[[ TEXT open ]]

Manmatha Chatterjee and his family were found next. He was a Social Sciences teacher and my mother talked of taking courses with him. He had been at Antioch for some time at that point, and was listed with his family as living in the same house as in 1935. Another Social Sciences teacher from that time that I looked for, but haven’t found, was Clarence Leuba. My mother spoke with great respect about both of these professors.

The last professor of note to me, was Denton Magruder, professor of accounting and my father’s adviser his senior year. My father never said much about him, so I don’t have a sense of what he was like in that role. He lived with his wife and daughter in the same house they had lived in in 1935. There was also a roomer living with them, a public school teacher.

I also found several administrative or management people whose names I knew. The first of these was Marion Dickinson, the college office manager. My mother (and probably father) had dealings with her, and spoke fondly of “Miss Dick” who helped them figure life out on campus. She was a roomer in a house with its owner and 2 other women, living in the same place as in 1935.

Then there were the families of Basil Pillard and of J. Dudley Dawson on the same page. Dr. Dawson, who was an icon on campus when I arrived, was listed as Manager, Personnel in the 1940 census. I suspect, but haven’t yet been able to verify, that Personnel may have included the co-operative education department for which Antioch became known. He lived with his wife and three young sons and his mother, having been in Tennessee in 1935. The Pillard family included Basil who was Dean of Students, his wife, two young sons and a daughter. My mother told the story of running across Dr. Pillard riding his young son’s trike on her first day on campus. On that same census page, at the bottom, was Miss Susan Fralick who was the college registrar. She signed a letter for my father in 1942 certifying that he had been granted a B.A. I’m not sure why he needed this, but he had two official copies among his papers.

The other administrator I found, who my mother talked about periodically, was the college president: Algo Henderson. My mother always called him “Algo D.” which I presume is what most people called him. He lived with his wife and two children in the same place they had lived in 1935.

And then there was Bessie Totten, who I don’t remember hearing about from my parents but who I know was the first archivist of the college. She was listed as librarian, I think she was head in 1940, and she retired soon after that but stayed on organizing the college archives.

[[ TEXT closed ]]
[[ INFORMATION open ]]

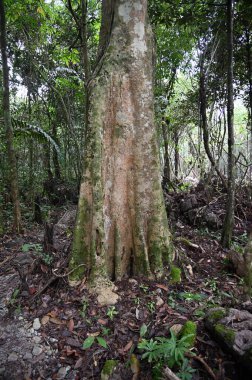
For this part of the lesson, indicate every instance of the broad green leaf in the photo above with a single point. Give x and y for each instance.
(102, 342)
(88, 342)
(143, 330)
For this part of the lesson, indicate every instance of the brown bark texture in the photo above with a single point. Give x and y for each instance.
(121, 228)
(13, 178)
(227, 231)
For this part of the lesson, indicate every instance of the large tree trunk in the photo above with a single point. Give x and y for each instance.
(121, 227)
(229, 217)
(13, 178)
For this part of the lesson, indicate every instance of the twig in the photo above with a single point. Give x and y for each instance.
(169, 374)
(202, 361)
(66, 274)
(49, 282)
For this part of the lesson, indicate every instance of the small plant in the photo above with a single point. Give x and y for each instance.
(168, 351)
(175, 275)
(137, 301)
(186, 371)
(171, 300)
(151, 306)
(90, 340)
(212, 284)
(105, 331)
(191, 296)
(84, 308)
(14, 301)
(112, 312)
(144, 288)
(32, 247)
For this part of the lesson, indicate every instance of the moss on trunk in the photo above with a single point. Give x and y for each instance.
(122, 227)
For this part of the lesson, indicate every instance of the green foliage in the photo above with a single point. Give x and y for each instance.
(37, 248)
(189, 330)
(112, 312)
(192, 296)
(84, 308)
(175, 275)
(170, 351)
(90, 340)
(34, 131)
(143, 330)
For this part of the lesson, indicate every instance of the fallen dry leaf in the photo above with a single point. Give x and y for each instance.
(45, 320)
(70, 325)
(79, 363)
(161, 286)
(56, 321)
(94, 334)
(102, 321)
(128, 346)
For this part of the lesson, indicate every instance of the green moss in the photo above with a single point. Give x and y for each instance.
(225, 332)
(108, 369)
(175, 276)
(189, 328)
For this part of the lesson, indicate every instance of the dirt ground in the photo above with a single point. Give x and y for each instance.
(44, 321)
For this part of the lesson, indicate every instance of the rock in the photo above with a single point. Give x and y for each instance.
(232, 328)
(37, 350)
(36, 324)
(13, 357)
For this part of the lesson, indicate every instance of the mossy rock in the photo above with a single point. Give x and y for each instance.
(231, 328)
(216, 314)
(190, 329)
(108, 369)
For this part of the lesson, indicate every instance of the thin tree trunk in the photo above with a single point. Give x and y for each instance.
(121, 227)
(204, 123)
(229, 217)
(13, 177)
(176, 153)
(249, 66)
(55, 155)
(167, 169)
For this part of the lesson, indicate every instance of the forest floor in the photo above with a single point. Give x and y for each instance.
(44, 322)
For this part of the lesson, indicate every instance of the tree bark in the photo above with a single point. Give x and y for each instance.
(249, 66)
(13, 177)
(121, 228)
(204, 123)
(176, 153)
(167, 169)
(229, 217)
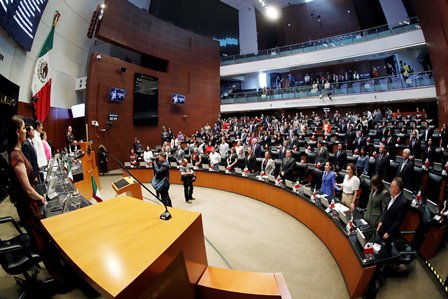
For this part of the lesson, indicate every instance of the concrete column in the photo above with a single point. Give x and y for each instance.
(394, 11)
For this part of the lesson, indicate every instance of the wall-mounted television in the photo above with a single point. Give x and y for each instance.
(117, 95)
(177, 99)
(79, 110)
(20, 19)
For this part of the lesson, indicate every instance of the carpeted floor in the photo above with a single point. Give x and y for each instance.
(244, 234)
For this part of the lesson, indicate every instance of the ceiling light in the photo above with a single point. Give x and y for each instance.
(272, 12)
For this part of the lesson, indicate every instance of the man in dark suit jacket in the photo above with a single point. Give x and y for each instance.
(350, 138)
(414, 145)
(287, 167)
(406, 169)
(29, 151)
(392, 218)
(360, 141)
(382, 163)
(322, 154)
(340, 158)
(427, 133)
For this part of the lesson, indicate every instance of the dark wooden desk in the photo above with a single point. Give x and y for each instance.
(356, 274)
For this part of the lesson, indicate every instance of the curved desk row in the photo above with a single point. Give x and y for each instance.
(343, 248)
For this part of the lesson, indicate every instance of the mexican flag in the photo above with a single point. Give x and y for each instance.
(96, 193)
(41, 84)
(70, 174)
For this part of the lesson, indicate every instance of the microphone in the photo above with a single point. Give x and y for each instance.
(80, 155)
(165, 215)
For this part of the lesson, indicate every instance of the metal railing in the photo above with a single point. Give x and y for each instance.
(326, 43)
(382, 84)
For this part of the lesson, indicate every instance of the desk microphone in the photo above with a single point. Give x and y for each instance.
(80, 155)
(165, 215)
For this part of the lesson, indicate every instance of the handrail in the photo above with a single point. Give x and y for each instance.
(328, 42)
(369, 85)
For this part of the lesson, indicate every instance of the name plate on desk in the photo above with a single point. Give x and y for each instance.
(121, 183)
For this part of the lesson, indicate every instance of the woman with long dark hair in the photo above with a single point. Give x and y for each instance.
(28, 201)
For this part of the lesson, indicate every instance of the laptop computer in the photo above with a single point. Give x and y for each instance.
(324, 200)
(345, 215)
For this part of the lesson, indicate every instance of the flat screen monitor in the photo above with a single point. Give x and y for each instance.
(117, 95)
(79, 110)
(21, 18)
(177, 99)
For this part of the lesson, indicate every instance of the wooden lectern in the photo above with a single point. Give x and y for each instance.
(124, 250)
(88, 169)
(129, 186)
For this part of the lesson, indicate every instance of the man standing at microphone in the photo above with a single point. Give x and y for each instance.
(162, 170)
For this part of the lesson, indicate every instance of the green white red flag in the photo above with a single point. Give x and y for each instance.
(96, 192)
(41, 84)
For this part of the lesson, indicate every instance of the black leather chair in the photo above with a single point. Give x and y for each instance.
(433, 187)
(365, 192)
(17, 257)
(301, 171)
(417, 178)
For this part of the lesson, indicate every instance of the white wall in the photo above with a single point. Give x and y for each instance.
(248, 28)
(69, 56)
(360, 49)
(250, 82)
(394, 11)
(411, 95)
(143, 4)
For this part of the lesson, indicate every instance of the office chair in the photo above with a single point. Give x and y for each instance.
(417, 178)
(17, 257)
(363, 198)
(301, 171)
(433, 187)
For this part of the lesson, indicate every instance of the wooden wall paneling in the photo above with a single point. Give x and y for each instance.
(434, 22)
(193, 66)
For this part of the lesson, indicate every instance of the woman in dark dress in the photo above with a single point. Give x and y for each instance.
(28, 202)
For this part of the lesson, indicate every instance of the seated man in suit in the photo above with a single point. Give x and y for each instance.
(340, 158)
(406, 169)
(390, 221)
(287, 167)
(29, 151)
(268, 165)
(322, 153)
(414, 145)
(251, 160)
(382, 162)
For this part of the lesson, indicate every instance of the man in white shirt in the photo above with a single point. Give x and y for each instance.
(392, 218)
(39, 147)
(215, 159)
(223, 147)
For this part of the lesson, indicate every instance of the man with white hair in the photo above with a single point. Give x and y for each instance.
(406, 169)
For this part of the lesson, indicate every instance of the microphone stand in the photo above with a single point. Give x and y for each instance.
(165, 215)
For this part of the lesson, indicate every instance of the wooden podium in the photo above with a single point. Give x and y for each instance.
(129, 186)
(88, 169)
(124, 250)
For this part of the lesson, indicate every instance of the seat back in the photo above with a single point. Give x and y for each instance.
(433, 187)
(365, 192)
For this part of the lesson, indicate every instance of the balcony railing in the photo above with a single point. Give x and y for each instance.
(326, 43)
(370, 85)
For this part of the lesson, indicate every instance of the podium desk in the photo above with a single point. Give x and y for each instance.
(129, 186)
(124, 250)
(356, 274)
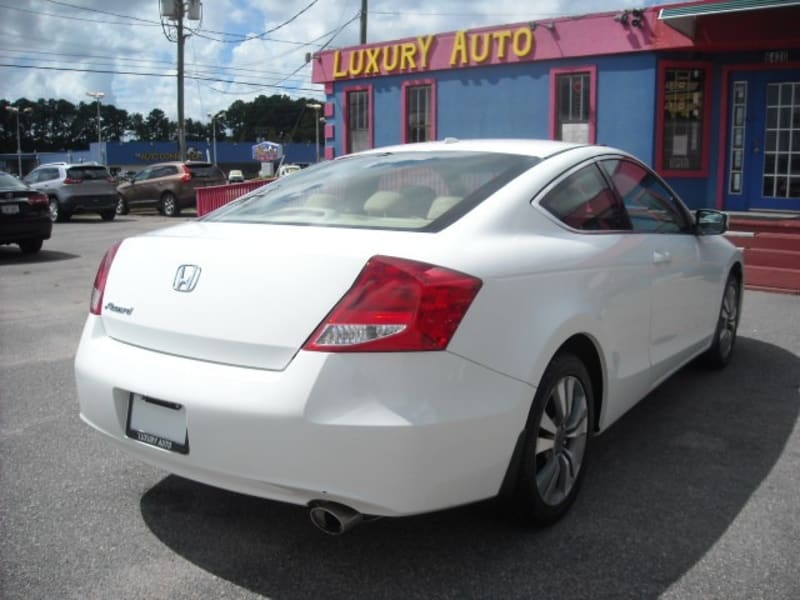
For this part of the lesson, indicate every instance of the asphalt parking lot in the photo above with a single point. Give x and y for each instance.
(693, 494)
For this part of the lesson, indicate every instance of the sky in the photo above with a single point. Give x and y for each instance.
(238, 50)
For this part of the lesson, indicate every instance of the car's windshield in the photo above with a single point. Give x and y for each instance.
(405, 190)
(9, 182)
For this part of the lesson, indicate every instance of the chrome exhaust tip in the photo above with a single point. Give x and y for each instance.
(333, 518)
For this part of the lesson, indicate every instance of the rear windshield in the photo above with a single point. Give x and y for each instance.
(9, 182)
(406, 191)
(87, 172)
(205, 170)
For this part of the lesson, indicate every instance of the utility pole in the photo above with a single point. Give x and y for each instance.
(97, 96)
(315, 106)
(16, 110)
(214, 131)
(175, 11)
(181, 123)
(363, 21)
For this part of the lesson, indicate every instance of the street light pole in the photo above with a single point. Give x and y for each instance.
(97, 96)
(316, 106)
(16, 110)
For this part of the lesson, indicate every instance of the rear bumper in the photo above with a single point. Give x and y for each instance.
(25, 229)
(388, 434)
(94, 203)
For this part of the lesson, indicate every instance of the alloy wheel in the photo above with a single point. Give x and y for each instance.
(561, 440)
(728, 317)
(54, 211)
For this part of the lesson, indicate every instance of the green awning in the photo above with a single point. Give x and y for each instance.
(683, 18)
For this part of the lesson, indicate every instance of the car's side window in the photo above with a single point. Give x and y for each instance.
(142, 175)
(584, 201)
(651, 207)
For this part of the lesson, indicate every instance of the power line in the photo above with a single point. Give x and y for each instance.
(245, 38)
(145, 74)
(326, 44)
(71, 18)
(102, 12)
(13, 54)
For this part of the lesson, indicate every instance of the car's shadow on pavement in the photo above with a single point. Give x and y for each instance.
(12, 255)
(664, 484)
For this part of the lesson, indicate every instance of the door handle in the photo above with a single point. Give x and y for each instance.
(660, 257)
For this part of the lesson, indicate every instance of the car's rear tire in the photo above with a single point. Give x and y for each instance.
(57, 214)
(555, 448)
(721, 350)
(169, 205)
(122, 206)
(30, 246)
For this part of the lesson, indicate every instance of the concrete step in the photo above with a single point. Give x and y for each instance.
(772, 279)
(786, 226)
(769, 257)
(775, 241)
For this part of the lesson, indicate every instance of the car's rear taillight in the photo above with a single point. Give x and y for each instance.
(38, 200)
(96, 303)
(397, 305)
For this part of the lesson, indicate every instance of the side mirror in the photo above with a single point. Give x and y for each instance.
(710, 222)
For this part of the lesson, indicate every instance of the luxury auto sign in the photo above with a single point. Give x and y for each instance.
(432, 52)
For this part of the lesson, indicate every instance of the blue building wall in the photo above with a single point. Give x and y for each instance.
(144, 153)
(513, 101)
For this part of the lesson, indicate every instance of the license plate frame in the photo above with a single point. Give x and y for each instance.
(157, 423)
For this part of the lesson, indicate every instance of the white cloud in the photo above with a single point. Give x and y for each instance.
(47, 34)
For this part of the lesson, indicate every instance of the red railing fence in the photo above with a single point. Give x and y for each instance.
(211, 198)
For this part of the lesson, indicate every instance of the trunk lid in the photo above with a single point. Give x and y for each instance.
(247, 295)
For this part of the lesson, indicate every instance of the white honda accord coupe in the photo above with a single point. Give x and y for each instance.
(408, 329)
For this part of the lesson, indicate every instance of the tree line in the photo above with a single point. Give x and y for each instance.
(59, 125)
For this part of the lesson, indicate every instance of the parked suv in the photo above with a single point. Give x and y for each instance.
(170, 187)
(75, 188)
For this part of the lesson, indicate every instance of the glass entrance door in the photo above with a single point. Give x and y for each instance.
(763, 162)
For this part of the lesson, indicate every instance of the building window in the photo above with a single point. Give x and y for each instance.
(573, 105)
(359, 119)
(782, 141)
(684, 119)
(419, 110)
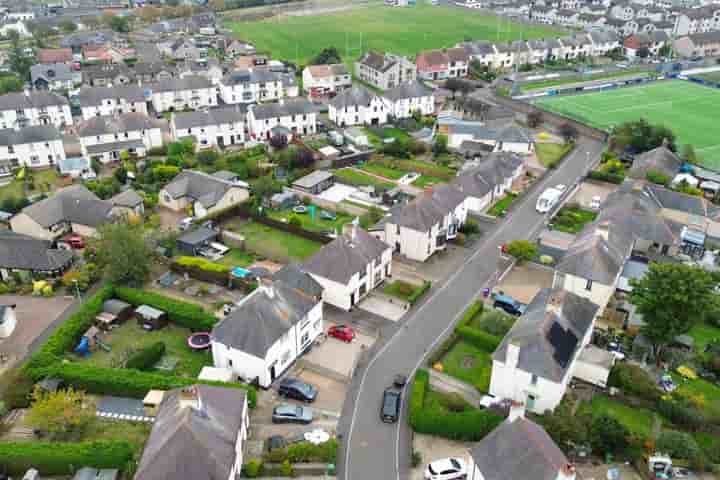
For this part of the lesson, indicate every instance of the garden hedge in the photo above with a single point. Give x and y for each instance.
(125, 383)
(63, 458)
(181, 313)
(146, 358)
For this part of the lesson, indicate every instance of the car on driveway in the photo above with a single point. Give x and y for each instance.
(390, 407)
(297, 389)
(342, 332)
(287, 413)
(446, 469)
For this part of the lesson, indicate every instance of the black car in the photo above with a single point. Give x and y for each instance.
(297, 389)
(390, 409)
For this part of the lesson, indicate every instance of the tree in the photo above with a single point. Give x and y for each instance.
(607, 435)
(522, 250)
(568, 132)
(123, 252)
(672, 298)
(326, 56)
(60, 414)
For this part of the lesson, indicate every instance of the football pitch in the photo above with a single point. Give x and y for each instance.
(689, 109)
(404, 31)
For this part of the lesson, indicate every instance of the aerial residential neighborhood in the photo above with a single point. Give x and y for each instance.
(398, 239)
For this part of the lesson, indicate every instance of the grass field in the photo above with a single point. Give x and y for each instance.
(689, 109)
(376, 27)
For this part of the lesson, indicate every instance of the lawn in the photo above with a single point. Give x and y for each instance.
(637, 420)
(689, 109)
(550, 154)
(501, 206)
(470, 364)
(276, 244)
(571, 219)
(403, 31)
(314, 225)
(130, 337)
(359, 179)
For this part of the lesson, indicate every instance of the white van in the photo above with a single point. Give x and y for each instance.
(547, 200)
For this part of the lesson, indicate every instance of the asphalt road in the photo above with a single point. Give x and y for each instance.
(379, 451)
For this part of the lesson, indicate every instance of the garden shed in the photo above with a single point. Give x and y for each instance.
(151, 318)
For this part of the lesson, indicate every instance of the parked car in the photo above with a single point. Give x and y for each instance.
(287, 413)
(509, 305)
(390, 407)
(74, 241)
(297, 389)
(342, 332)
(446, 469)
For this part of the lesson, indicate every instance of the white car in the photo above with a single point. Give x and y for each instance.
(446, 469)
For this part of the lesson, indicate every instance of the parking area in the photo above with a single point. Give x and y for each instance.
(590, 189)
(524, 281)
(34, 315)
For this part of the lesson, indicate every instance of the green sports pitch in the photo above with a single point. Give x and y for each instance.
(689, 109)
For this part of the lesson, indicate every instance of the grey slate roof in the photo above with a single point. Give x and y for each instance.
(186, 442)
(200, 186)
(426, 210)
(356, 95)
(32, 134)
(346, 255)
(518, 450)
(287, 108)
(407, 90)
(111, 124)
(95, 96)
(549, 333)
(26, 253)
(74, 204)
(263, 318)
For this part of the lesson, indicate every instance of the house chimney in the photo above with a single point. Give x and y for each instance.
(517, 410)
(567, 472)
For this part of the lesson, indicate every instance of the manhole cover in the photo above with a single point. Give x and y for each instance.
(468, 361)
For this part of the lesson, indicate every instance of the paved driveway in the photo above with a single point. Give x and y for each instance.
(376, 450)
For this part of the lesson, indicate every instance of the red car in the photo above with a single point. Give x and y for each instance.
(342, 332)
(75, 241)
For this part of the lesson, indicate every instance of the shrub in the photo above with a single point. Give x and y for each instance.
(202, 264)
(56, 458)
(182, 313)
(146, 358)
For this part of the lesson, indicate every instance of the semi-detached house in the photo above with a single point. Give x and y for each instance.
(269, 329)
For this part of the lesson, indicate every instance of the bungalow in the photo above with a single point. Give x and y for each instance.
(18, 110)
(199, 432)
(294, 117)
(100, 101)
(27, 255)
(176, 94)
(217, 127)
(322, 80)
(36, 146)
(534, 362)
(106, 138)
(70, 209)
(404, 100)
(350, 267)
(268, 330)
(357, 106)
(203, 192)
(422, 227)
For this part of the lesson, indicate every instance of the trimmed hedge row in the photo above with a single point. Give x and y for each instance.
(146, 358)
(124, 382)
(63, 458)
(181, 313)
(466, 426)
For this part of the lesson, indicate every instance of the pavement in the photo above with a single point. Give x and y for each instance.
(383, 450)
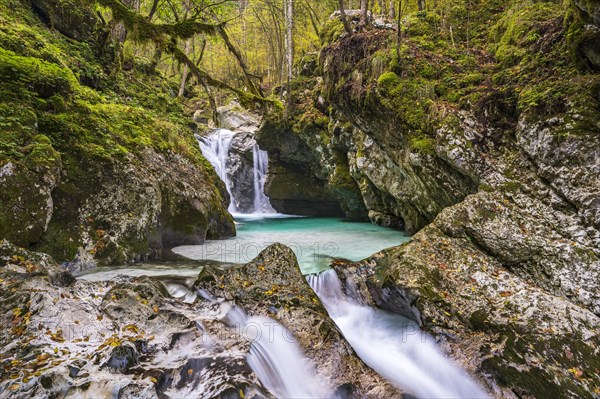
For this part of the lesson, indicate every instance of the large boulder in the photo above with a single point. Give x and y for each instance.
(132, 209)
(272, 285)
(125, 336)
(26, 204)
(510, 304)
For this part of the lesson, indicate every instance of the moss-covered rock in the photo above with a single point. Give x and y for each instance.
(94, 169)
(272, 285)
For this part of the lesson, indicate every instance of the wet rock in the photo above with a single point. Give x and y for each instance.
(131, 210)
(234, 117)
(26, 203)
(125, 336)
(240, 169)
(272, 285)
(122, 358)
(514, 336)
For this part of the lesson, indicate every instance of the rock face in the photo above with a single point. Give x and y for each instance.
(500, 187)
(272, 285)
(129, 337)
(308, 170)
(94, 181)
(26, 205)
(125, 336)
(133, 209)
(240, 169)
(520, 339)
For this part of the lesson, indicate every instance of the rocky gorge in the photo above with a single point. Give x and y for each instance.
(490, 158)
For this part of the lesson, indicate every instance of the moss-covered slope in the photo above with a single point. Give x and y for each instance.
(97, 163)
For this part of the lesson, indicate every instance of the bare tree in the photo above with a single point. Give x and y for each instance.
(364, 17)
(289, 50)
(399, 36)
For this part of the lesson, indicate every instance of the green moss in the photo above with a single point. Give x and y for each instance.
(518, 28)
(331, 31)
(388, 81)
(422, 144)
(44, 78)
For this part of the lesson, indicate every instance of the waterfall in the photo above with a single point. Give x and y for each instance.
(393, 346)
(261, 166)
(274, 355)
(216, 148)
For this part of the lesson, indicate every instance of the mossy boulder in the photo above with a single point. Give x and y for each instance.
(95, 169)
(26, 196)
(75, 19)
(272, 285)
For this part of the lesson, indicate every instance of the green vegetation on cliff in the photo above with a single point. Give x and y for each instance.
(72, 121)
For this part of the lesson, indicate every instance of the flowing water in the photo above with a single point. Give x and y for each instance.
(315, 241)
(215, 147)
(393, 346)
(390, 344)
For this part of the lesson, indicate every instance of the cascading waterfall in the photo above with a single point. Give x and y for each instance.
(216, 149)
(261, 167)
(274, 356)
(393, 345)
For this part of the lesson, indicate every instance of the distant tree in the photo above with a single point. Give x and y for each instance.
(289, 50)
(364, 17)
(392, 10)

[[ INFORMATION closed ]]

CHECK YOUR UNDERSTANDING
1: In the text on Antioch College staff in the 1940 census, what job was J. Dudley Dawson listed as holding?
2: Extend the text on Antioch College staff in the 1940 census, picking up after its last sentence.

ANSWERS FOR EACH ITEM
1: Manager, Personnel

2:
The one other person who caught my eye was Axel Bahnsen, the local photographer. When my parents were students they all had pictures taken by him as freshmen and again as seniors. The picture of my mother I grew up seeing was her senior college picture taken by him, and she was lovely. Mr. Bahnsen and his wife were counted, living in the same house as in 1935, with no children. He was the proprietor of a photography shop.

This is obviously a limited view of even a small place like Yellow Springs. There were many other people employed by the college in a variety of jobs. There were also many other jobs and industries represented, including shopkeepers, schoolteachers, doctors and nurses, laborers, skilled laborers, maids and cooks and housekeepers, various researchers (at the Fels Research Institute), etc. The most exotic job I noticed was a test pilot at the nearby air field (Wright-Patterson), but there were others also employed in other jobs at the air field too.

Now, 2 months after the census was released, I am back to thinking about how to find my parents. I searched the internet looking for how college students were handled by the Census Bureau back then. It looks to me like the usual approach was to count college students at their parents’ home even if they lived away at school during the school year. Hm. So I need to find my grandparents. Unfortunately I know where my father’s parents were. His father had died almost 20 years before and his mother Carrie had been committed to the Longview State Hospital (for the Insane). Although my father seemed to use his aunt’s address as his home address (my great aunt Susan R. Salt), he was not listed with her there. So I have more searching in store to find him. My mother’s parents were still in Canton and I have an address from 1938 but I haven’t found them yet.